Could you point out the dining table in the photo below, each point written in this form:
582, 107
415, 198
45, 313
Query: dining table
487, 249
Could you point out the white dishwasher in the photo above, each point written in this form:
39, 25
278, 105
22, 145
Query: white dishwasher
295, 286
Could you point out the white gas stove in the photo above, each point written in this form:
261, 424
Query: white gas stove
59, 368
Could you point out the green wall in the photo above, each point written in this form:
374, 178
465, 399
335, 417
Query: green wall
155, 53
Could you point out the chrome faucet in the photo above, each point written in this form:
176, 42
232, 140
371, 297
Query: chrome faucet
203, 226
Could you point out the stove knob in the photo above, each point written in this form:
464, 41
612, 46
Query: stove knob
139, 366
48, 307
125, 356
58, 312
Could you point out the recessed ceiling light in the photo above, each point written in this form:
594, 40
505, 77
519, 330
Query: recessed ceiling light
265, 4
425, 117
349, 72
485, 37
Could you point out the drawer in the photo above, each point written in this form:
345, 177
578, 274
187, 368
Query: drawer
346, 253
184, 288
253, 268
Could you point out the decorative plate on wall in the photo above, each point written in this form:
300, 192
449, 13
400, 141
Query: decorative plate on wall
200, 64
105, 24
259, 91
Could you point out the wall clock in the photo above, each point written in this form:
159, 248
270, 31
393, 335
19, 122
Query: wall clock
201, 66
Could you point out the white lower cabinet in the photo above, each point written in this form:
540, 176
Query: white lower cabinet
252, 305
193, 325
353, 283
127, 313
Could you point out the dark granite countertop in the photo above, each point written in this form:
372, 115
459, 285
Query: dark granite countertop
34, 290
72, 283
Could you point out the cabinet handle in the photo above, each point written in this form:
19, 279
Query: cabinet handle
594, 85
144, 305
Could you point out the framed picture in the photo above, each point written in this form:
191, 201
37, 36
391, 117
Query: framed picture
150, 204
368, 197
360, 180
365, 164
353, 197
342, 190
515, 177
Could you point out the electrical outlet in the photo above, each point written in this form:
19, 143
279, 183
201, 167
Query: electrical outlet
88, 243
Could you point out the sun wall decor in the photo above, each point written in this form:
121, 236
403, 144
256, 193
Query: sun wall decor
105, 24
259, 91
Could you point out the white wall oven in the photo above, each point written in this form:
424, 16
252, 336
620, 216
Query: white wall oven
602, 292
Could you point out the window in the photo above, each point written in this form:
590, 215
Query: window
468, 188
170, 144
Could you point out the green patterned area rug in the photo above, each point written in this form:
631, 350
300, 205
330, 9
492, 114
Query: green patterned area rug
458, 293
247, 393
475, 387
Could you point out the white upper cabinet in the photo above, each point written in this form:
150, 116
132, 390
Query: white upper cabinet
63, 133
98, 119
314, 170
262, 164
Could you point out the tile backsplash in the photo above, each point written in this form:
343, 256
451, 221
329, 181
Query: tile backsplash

...

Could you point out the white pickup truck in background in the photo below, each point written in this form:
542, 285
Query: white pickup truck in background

→ **What is required**
Once you have identified the lines above that contain "below", copy each of them.

→ **Written response**
Could you point out the dining table in the photo below, each point written in this form:
Could you point out the white pickup truck in background in the photo below, each point written in this form:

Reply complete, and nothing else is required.